• [Tasks to perform]:
1. Copy the Rod Philbrick interview from "Answer: I was born in 1951." to "and several nieces.", swapping every "kids" for "children".
2. Answer these questions using the Rod Philbrick interview:
(a) What disease did Kevin have in 'Freak The Mighty'?
(b) In which city was the author born?
(c) In what grade did the author finish his first novel?
3. Write what comes next in the Rod Philbrick interview, starting after its last sentence.

• [Excerpt provided]:
---*---

Top Ten Questions
for author Rod Philbrick
Question: Is your book 'Freak The Mighty' based on a real story?
Answer: The idea for 'Freak The Mighty' was inspired by the personality of a real boy. Like Kevin he suffered from a disease that made him very short. Like Kevin he had a big friend who sometimes carried him around. And like Kevin the real boy was highly intelligent, and interested in both language and science. His mother, like The Fair Gwen, was and is quite beautiful. There the similarity ends - the plot of the story is pure fiction.
Question: What was Kevin's disease in 'Freak The Mighty'?
Answer: It's called Morquio Syndrome, and is a relatively rare form of dwarfism with serious medical consequences. If you need more information about Morquio Syndrome, check it out on www.drkoop.com or try typing it into a search engine.
Question: Where were you born? Where did you grow up?
Answer: I was born in Boston (where my Dad happened to be working at the time) and grew up in a small town on the coast of New Hampshire, where my grandmother rented out cottages to summer visitors.
Question: How old are you? Are you married? Do you have any kids?
Answer: I was born in 1951. Lynn Harnett and I have been married since 1980. We don't have any kids. It wasn't planned, it just happened that way. I do have three younger brothers, and many nieces and nephews. Lynn also has three younger brothers and several nieces.
Question: When did you start writing?
Answer: I started writing short stories in the 6th grade. I never told anyone in school that I was a writer - it didn't seem like something that would make a boy popular, and I desperately wanted to be popular. Not that I ever was! I wrote many stories, all of which were rejected, and managed to finish a novel in the 11th grade. That, too, was rejected. All in all I wrote eight or ten novels before one was finally accepted.

---*---

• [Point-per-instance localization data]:
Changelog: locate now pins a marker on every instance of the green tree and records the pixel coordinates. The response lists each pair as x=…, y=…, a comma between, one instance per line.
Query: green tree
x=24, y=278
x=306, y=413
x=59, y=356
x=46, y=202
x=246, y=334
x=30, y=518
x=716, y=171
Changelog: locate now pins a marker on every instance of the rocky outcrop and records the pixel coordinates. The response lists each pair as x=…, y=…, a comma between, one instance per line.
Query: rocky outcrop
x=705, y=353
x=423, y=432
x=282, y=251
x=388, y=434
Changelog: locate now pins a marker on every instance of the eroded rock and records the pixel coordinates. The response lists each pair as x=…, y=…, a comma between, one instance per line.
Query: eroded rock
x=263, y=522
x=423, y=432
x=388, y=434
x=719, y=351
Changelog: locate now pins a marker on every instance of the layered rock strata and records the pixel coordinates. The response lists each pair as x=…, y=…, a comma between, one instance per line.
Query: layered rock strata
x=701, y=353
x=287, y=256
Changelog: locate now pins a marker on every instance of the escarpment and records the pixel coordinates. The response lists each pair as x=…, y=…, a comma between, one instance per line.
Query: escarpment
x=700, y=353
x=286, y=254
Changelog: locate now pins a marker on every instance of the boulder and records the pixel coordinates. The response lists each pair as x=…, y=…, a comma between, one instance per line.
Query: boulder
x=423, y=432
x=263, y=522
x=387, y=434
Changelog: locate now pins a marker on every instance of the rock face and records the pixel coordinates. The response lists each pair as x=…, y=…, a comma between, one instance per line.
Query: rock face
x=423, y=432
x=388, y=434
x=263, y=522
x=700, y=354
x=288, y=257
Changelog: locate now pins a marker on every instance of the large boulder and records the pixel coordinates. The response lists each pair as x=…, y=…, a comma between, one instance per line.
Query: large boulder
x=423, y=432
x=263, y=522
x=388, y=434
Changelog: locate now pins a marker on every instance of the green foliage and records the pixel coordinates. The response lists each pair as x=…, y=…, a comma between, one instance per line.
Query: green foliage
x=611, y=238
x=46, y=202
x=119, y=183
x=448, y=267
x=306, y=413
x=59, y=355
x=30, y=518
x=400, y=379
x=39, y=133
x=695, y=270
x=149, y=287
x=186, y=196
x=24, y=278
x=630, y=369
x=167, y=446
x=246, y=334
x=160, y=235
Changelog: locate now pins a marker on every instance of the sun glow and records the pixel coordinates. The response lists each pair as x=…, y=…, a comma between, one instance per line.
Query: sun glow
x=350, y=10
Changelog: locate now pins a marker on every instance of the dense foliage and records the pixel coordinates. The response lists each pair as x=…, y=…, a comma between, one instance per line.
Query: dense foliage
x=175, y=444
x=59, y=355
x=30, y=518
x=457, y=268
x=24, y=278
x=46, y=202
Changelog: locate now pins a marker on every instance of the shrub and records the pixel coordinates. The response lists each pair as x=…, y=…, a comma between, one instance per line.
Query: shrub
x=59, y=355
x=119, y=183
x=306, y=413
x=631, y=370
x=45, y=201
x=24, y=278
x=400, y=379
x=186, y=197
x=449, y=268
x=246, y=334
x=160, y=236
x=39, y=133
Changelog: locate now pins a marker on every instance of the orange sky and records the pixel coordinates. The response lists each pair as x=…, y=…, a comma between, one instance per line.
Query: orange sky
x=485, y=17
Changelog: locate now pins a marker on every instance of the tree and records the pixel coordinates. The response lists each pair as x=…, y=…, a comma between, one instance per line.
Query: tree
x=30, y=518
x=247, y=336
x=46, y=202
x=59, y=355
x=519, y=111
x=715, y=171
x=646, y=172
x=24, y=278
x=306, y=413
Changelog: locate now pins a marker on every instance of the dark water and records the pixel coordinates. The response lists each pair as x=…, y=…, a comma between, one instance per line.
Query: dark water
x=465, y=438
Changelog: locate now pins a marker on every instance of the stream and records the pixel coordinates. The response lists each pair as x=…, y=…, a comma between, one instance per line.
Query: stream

---*---

• [Responses by item number]:
1.
Answer: I was born in 1951. Lynn Harnett and I have been married since 1980. We don't have any children. It wasn't planned, it just happened that way. I do have three younger brothers, and many nieces and nephews. Lynn also has three younger brothers and several nieces.

2.
(a) Morquio Syndrome
(b) Boston
(c) The 11th grade

3.
Question: Have you always written for kids?
Answer: No. For the first fifteen years of my career as a novelist, I wrote only for adult readers. Mysteries, suspense novels, thrillers, and so on. Then I stumbled on the idea for a story that had been happening in my backyard, so to speak, and wrote 'Freak The Mighty' in the summer of 1992. Since then I've published books for young readers, as well as novels intended for adults.
Question: What did you have to do with the movie 'The Mighty'? Why was the title changed?
Answer: 'The Mighty' was based on my novel 'Freak The Mighty'. I wrote the first screenplay version, but the producers thought it was too much like the book, so another screenwriter was hired. That's very typical of how movies get made from books, and I have no complaints. The folks at Miramax decided to change the title because they thought my title might be offensive. Obviously they were wrong, but they meant well, and should get credit for trying to bring such an offbeat story to a larger audience.
Question: Did you like the movie 'The Mighty'?
Answer: I thought it was good. Please understand that I've always been a big fan of movies, and have reviewed hundreds of movies for my local newspaper. The movie is different from the book, but almost all movies based on books are different from the book. That's the nature of movies.
Question: What's it like writing a book with someone else?
Answer: It depends on who you're writing with! My only collaborator has been - or is ever likely to be - my wife Lynn Harnett. Lynn is an experienced writer and an editor. When my publisher asked if we'd like to write a series of scary stories for young readers we said 'yes'. Our first series was a haunted house trilogy called 'The House On Cherry Street'. So far we've written ten books together, but continue to write books on our own as well.
Question: Do you have any hobbies?
Answer: I'm an avid fisherman, and practice the fine art of angling as frequently as possible. When we're in Maine I fish mostly for striped bass and bluefish. When we're in the Florida Keys I fish for a variety of species, including the giant tarpon. Except when I'm going to cook fish for supper, I always practice 'hook and release'.